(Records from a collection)

◇ ◇ ◇ ◇

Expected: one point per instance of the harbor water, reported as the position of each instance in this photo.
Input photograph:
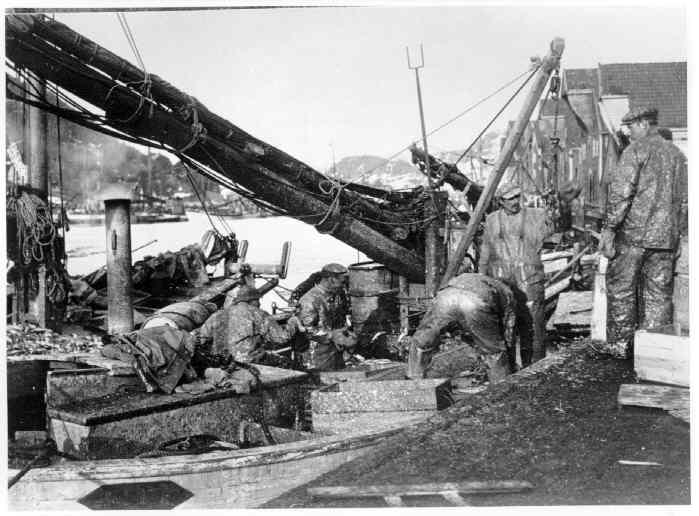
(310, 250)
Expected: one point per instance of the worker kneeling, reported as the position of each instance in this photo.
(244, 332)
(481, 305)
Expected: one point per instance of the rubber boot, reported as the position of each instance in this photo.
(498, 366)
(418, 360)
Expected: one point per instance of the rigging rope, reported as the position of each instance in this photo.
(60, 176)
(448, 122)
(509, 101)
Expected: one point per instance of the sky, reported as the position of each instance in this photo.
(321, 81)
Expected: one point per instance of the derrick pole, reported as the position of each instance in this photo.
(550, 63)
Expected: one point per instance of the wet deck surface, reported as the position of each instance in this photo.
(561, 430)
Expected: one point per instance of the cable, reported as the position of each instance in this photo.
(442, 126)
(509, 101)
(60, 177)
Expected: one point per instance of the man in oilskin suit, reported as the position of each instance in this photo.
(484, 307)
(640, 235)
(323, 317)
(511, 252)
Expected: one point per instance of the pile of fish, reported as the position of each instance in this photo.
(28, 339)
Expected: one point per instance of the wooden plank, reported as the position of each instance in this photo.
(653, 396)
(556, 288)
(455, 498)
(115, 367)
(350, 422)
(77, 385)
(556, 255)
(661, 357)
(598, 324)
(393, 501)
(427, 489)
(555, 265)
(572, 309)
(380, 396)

◇ ◇ ◇ ◇

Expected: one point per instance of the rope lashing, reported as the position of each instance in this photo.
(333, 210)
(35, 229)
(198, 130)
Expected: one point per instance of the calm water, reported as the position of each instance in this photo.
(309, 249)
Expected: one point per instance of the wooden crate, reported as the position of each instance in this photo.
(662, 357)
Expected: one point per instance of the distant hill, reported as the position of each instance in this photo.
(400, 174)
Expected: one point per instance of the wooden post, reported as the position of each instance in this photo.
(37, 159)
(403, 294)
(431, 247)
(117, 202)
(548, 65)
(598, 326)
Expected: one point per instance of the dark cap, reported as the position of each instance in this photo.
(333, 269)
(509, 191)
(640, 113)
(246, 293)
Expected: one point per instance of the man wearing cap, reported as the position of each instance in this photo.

◇ ◇ ◇ ◇

*Your instructions*: Copy the stretch of the records above that runs from the line with "Expected: one point per instance of the calm" through the line with "Expected: one point per instance of the man wearing". Both end lines belong in the copy, and nothing else does.

*Answer to this exercise*:
Expected: one point per instance of the calm water, reported as the position of each instance in this photo.
(309, 249)
Expected: one point per instance of the wooden crate, reported as the position of each instance in this photo.
(662, 357)
Expected: one point per instance of the distant hill, reported as the position of each instance in this photo.
(400, 174)
Expected: one point per instance of the wooden post, reported as the position of each instance in this photo.
(37, 159)
(403, 294)
(431, 247)
(117, 202)
(548, 65)
(598, 326)
Expected: one point per instance of the dark cap, reported as the position of each instance in this photo.
(333, 269)
(509, 191)
(640, 113)
(246, 293)
Expected: one point per instance of the man wearing cap, reported as the position of each instance in this photo.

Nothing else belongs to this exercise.